Direction A »
According to the back-to-school essay, what is Reason #1?

• • • • •

It’s back to school time, and teachers everywhere are groaning over the tsunami of products being marketed at them while simultaneously filling up Amazon wishlists. I get it. I used to be that teacher too—hunting down the perfect organizational system, buying yet another set of markers, adding teaching props to my cart.
Then something changed.
I stopped. And my teaching got better.
REASON #1: How you spend your time is how you spend your life.
In IEP life, most of us don’t even have our own classrooms. You’re carrying everything with you, class to class, day after day. (That job where I had the same classroom for two months at a time was SWEET.)
So why are we accumulating MORE stuff?
Look, keep your manipulatives if they work. Keep the materials you actually use. But that organizational bin that’s still empty? The teaching props you bought two years ago and used once?
How much of your life do you want to spend managing, organizing, and hauling around STUFF? I used to waste hours on this. Hours I could have been prepping better lessons, sleeping, or doing literally anything else.
Cut down what you’re carrying, physically and mentally. Decrease what’s using up your time to increase the time you actually have in your life.
REASON #2: Your students don’t need more stuff competing for their attention.

Adult ESL teachers aren’t decorating like elementary teachers (thank god), but we ARE hoarders. Stacks of handouts, multiple textbooks, storybooks, old magazines, teaching props for that one activity. We try to accumulate materials for every possible scenario.

• • • • •

Direction B »
Render the records as a JSON array of strings, one string per line and no blank lines. Start at the record line containing "Exercise. Point to the modern" and continue through the final line of the records.

• • • • •

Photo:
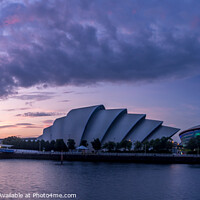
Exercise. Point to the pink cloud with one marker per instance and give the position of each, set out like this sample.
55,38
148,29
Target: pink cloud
12,20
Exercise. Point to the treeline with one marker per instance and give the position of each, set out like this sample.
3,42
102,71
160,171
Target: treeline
193,145
163,145
19,143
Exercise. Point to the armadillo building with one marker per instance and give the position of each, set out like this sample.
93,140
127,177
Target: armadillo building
186,135
93,122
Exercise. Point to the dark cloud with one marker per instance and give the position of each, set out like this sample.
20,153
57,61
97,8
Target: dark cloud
24,124
54,43
48,121
36,97
8,126
20,125
39,114
15,109
66,100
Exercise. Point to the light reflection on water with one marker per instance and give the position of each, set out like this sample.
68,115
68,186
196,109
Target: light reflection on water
99,181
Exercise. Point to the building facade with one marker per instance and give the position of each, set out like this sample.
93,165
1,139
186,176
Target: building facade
115,125
186,135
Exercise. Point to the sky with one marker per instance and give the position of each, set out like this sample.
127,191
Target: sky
56,55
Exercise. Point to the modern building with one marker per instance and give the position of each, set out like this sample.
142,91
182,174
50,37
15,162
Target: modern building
186,135
93,122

• • • • •

Response A »
How you spend your time is how you spend your life.

Response B »
[
  "Exercise. Point to the modern building with one marker per instance and give the position of each, set out like this sample.",
  "142,91",
  "182,174",
  "50,37",
  "15,162",
  "Target: modern building",
  "186,135",
  "93,122"
]